SOURCE DOCUMENT>

^^^^^^^^^^^^^^^^

Taiwan’s first woman president: The paradox of Tsai Ing-wen | Melbourne Asia Review
Inquiries

Melbourne Asia Review is an initiative of the Asia Institute. Any inquiries about Melbourne Asia Review should be directed to the Managing Editor, Cathy Harper.

Email Address

In 2017, American filmmaker Vanessa Hope approached Taiwan’s president, Tsai Ing-wen, for permission to film her as she went about the task of governing one of the world’s more complicated countries. Hope’s interest was sparked by the prospect, in 2016, that the Taiwan might elect its first female president. She ended up tracking Tsai for seven years and making a film that is about much more than a woman as leader. Called Invisible Nation, it is a film for its time, made over a period when China was ratchetting up the threat level against Taiwan in ways that boosted Tsai Ing-wen’s appeal to the electorate. Despite domestic problems, she achieved a resounding victory in the 2020 election. On view in the film’s coverage of elections are not only Tsai but the voters: crying in the rain when she lost in 2012, rapturous in 2016, triumphant in 2020. At one level, the film is about how democracy has turned the inhabitants of Taiwan into Taiwanese. At another, it is a celebration of and salute to Tsai Ing-wen as the first woman to be elected president in Taiwan. 

In the course of filming, Hope captured Tsai speaking about the importance of gender equality in politics. Apart from covering the passage of the historic same-sex marriage bill in 2019, the film does not dwell much on gender as an issue. In some respects, it would have been difficult for a film with Tsai as a subject to do so. Her first presidential campaign in 2012 embraced the message of ‘first woman president’ but to little effect. During her second, in 2016, same-sex marriage emerged as an issue but she was slow to pursue it once in office.  She has generally avoided playing the gender card. As president, she demonstrates Taiwan’s openness to women in leadership positions. Yet there were only four women in her first cabinet, accounting for just 10 percent of the whole. In the expanded cabinet of 2020, the number dropped to two.  The gender ratio in her government closely resembles that in South Korea in 2023, under a frankly anti-feminist male president, Yoon Suk-Yeol.

^^^^^^^^^^^^^^^^

DATASET>
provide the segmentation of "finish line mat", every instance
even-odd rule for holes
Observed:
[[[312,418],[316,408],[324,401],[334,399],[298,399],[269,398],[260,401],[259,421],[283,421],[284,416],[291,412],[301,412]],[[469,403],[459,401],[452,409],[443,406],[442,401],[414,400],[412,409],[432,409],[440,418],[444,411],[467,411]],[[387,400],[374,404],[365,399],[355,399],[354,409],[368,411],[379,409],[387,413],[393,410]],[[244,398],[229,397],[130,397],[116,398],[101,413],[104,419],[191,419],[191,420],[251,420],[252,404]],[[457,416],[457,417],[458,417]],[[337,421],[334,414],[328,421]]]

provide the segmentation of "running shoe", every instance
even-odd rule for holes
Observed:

^^^^^^^^^^^^^^^^

TASKS TO COMPLETE>
1. Could you copy out both records, the one on the finish line mat and the one on the running shoe, line for line and without changes?
2. How might the article on Tsai Ing-wen go on? Write its next part, starting right after the last sentence shown.
The article on Tsai Ing-wen and the records have no connection to each other.

TASK ANSWERS>
1.
provide the segmentation of "finish line mat", every instance
even-odd rule for holes
Observed:
[[[312,418],[316,408],[324,401],[334,399],[298,399],[269,398],[260,401],[259,421],[283,421],[284,416],[291,412],[301,412]],[[469,403],[459,401],[452,409],[443,406],[442,401],[414,400],[412,409],[432,409],[440,418],[444,411],[467,411]],[[387,400],[374,404],[365,399],[355,399],[354,409],[368,411],[379,409],[387,413],[393,410]],[[244,398],[229,397],[130,397],[116,398],[101,413],[104,419],[191,419],[191,420],[251,420],[252,404]],[[457,416],[457,417],[458,417]],[[337,421],[334,414],[328,421]]]

provide the segmentation of "running shoe", every instance
even-odd rule for holes
Observed:

2.
What explains this paradox? Most respondents to interviews conducted by Young-Im Lee early in Tsai’s second term offered one of two answers to the question. One was that Tsai had made it on her own merits and thought others could do the same. The other was that she had to make pragmatic political choices in her appointments. The first of these implies that there were indeed only two or three possible female candidates worthy of appointment on merit alone. The second points to the fact that in making appointments, Tsai was constrained by political realities, including those related to her membership of the Democratic Progressive Party (DPP).  In fact, it seems that the low number of women in Tsai’s cabinets present more than one paradox.  As much as Tsai herself, the DPP and the wider political society deserve scrutiny for why, under a woman as president, the national cabinet should have a gender imbalance greater than that evident under either of her male predecessors, Ma Ying-jeou and Chen Shui-bian.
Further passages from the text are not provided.